▶ SOURCE EXTRACT
- Opening Delimiter -

Monday, August 31, 2009

An Early Halloween

 

Cover-bio Since stores now put up their Halloween displays around the Fourth of July, it's only fitting to feature an author who specializes in horror and paranormal suspense and has been nominated for a Bram Stoker award for best debut novel. Deborah Leblanc is also the president of the Horror Writers Association and active in the  Mystery Writers of America's Southwest Chapter and Sisters in Crime. In addition to being part of paranormal investigation teams, she's also own a funeral service business and is a licensed death scene investigator. I asked her a couple of quick questions about those items and her literacy program.

IRTM:  I understand you're a licensed death scene investigator, although that's not your primary living. What made you decide to get the license and what's involved in getting certified? Have you ever been called upon to use this experience outside of your books?

DL:  Curiosity and frustration caused me to look into death scene investigation. I've worked in the funeral service industry for a number of years now, primarily as a management consultant. When I first started, I had to earn my stripes by learning the trade from the ground up--no pun intended--in order to be accepted in that industry. Earning those stripes included assisting with removals, embalmings, casketing, cosmetizing and even schlepping flowers to gravesites. It took about two years before the industry finally recognized me as one of their own. But even after that 'trial by fire' period was over, I continued to help with the 'hands-on' duties whenever I can and still do today.

- Closing Delimiter -

Recorded data:
- Opening Delimiter -

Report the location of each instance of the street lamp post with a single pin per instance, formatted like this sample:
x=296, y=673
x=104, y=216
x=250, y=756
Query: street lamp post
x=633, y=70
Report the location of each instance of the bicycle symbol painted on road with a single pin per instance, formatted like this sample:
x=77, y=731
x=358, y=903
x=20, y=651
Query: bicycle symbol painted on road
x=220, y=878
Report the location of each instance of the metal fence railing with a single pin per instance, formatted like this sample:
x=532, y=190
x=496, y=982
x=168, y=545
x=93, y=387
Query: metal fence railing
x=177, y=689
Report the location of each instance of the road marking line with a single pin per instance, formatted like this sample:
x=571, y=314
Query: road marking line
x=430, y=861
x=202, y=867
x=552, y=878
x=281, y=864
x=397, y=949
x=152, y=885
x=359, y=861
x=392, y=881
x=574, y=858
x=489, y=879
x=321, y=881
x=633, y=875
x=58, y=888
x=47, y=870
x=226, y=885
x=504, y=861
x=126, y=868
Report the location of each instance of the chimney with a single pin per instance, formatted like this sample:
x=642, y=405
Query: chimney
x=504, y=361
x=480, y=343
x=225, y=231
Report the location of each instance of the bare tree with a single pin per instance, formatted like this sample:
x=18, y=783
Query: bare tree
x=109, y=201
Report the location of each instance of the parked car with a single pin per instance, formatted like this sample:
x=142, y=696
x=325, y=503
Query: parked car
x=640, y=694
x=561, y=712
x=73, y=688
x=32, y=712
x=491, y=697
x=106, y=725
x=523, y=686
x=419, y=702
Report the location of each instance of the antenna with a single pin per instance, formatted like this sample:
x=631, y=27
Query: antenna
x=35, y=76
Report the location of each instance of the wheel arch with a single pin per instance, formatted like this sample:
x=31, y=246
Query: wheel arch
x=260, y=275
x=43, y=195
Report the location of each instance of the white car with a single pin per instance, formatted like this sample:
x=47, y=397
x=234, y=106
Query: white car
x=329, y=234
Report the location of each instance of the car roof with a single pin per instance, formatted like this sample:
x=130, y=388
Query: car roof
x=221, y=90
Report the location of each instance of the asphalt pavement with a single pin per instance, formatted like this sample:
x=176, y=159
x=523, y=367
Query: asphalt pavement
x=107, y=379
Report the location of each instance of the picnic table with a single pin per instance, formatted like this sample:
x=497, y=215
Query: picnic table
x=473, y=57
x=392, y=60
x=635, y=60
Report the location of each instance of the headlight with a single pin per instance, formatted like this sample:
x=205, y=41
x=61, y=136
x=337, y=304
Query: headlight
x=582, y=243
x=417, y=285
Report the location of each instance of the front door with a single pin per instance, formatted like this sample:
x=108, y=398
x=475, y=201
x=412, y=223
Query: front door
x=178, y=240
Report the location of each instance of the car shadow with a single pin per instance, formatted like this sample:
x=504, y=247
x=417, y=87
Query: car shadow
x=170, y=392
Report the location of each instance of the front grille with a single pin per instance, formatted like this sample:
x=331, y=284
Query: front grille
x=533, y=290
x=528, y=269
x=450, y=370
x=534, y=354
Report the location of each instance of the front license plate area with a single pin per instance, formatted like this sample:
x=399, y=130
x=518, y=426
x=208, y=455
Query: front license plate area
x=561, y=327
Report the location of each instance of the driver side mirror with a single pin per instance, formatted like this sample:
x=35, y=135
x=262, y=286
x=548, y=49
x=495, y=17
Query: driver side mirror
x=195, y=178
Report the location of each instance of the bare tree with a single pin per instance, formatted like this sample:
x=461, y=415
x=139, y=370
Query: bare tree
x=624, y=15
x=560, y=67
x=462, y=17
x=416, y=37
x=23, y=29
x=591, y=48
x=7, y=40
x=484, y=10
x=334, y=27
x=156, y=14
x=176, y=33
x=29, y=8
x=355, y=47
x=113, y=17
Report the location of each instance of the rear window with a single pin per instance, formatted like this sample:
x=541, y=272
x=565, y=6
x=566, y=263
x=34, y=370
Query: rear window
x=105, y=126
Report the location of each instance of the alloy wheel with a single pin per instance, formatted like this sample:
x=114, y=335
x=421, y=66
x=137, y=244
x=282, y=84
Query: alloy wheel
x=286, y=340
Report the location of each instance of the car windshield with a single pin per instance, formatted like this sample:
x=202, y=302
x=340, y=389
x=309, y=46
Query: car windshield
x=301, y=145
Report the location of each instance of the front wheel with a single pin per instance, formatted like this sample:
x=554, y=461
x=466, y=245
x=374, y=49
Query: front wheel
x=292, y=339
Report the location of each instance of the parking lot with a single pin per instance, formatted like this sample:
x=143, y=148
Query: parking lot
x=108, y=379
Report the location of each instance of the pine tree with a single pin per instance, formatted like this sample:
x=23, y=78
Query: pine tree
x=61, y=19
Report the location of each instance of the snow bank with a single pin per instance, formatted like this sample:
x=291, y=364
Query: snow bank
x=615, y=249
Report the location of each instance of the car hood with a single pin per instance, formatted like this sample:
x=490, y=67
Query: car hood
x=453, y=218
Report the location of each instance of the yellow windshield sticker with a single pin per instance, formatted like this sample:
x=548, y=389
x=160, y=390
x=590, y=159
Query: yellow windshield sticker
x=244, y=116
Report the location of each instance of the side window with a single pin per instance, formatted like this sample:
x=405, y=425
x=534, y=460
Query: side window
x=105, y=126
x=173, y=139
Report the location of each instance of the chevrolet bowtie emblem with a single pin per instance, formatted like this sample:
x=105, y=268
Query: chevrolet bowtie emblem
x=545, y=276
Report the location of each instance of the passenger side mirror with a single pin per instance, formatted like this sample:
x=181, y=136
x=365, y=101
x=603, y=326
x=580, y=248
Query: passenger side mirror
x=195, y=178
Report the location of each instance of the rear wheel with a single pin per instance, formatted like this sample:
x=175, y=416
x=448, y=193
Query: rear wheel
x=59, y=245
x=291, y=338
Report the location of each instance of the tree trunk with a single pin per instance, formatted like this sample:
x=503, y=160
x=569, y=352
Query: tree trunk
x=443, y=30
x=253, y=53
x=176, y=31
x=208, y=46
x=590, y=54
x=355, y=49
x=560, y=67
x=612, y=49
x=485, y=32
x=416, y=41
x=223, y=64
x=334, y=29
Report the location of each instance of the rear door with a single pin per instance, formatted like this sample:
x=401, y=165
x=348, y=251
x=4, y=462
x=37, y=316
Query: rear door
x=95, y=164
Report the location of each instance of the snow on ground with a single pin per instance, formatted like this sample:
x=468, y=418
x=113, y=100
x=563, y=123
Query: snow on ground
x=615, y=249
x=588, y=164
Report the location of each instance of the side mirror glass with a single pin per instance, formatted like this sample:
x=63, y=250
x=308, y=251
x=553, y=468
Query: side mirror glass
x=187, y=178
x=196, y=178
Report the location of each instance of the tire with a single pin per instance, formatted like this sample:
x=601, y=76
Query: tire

- Closing Delimiter -

▶ WHAT TO WORK ON
Continue the interview with Deborah Leblanc from the point where it stops.

▶ RESPONSE BOX
All that said, it was during that two year training period and doing removals that initially sparked my interest in death scene investigation. I'm overly curious by nature, so each time I helped remove a body from a homicide scene or one where the cause of death didn't appear clear-cut, a million questions raced through my mind. The 'who--what--when--where--how--and whys plagued me long after the body was embalmed. And so it went for five more years.

Then one day, as fate would have it, the Safety Director for the National Funeral Directors Assoc. , who also happened to be my mentor in the business and a priceless friend, handed me a brochure about a death scene investigation program that included licensure at a Georgia university. There was a prerequisite for licensure, however. The applicant had to have served in law enforcement for a minimum of ten years--or had to have worked in funeral service for at least seven years. Remember the fate I mentioned earlier? I had just finished my seventh year in funeral service, which made me eligible!

Before you could say CSI Miami, I signed up for the program and was soon elbow-deep in text books, lectures, and hands-on workshops that focused on blood spatter analysis, DNA testing, fingerprint analysis, profiling---it was Nirvana!

I've never been called upon to use this experience outside of writing, but it has served other purposes. It's allowed me 'behind the scenes', where I can question something I think has been overlooked, which occasionally has detectives looking in new, more productive directions to solve a case.


IRTM:  You also have worked in the funeral/mortician business? What types of
experiences has that involved, and how do those work their way into your
writing?

DL: Funeral service is a fascinating business to me, and I hold directors and embalmers (in many states they're one in the same) in high regard. It takes a special person to deal with death and the bereaved everyday and still maintain a positive outlook on life.

Being involved in this unique business has provided a treasure chest of experiences that would be invaluable to any storyteller.  Even if I lived to be a hundred, I'd never be able to pen enough novels to write about them all. From a writer's perspective, the best part about experiencing even the worst this death business has to offer is authenticity. It brings a ring of truth to my readers' ears.

When I write about a murder scene, you can bet all your bananas on the fact that you're reading the real deal. I'm recalling an actual murder scene I've witnessed--sights, sounds, smells. If a tale involves a shooting, not only can I give an accurate accounting of gunshot wounds and blood spatter, I know the weight and feel of the weapons used. I'm licensed to carry concealed, so I spend as much time as time allows on the firing range. Sometimes I target practice with a 9mm Glock, a 9mm Luger, and know all too well the rapid casing spray from an automatic M11.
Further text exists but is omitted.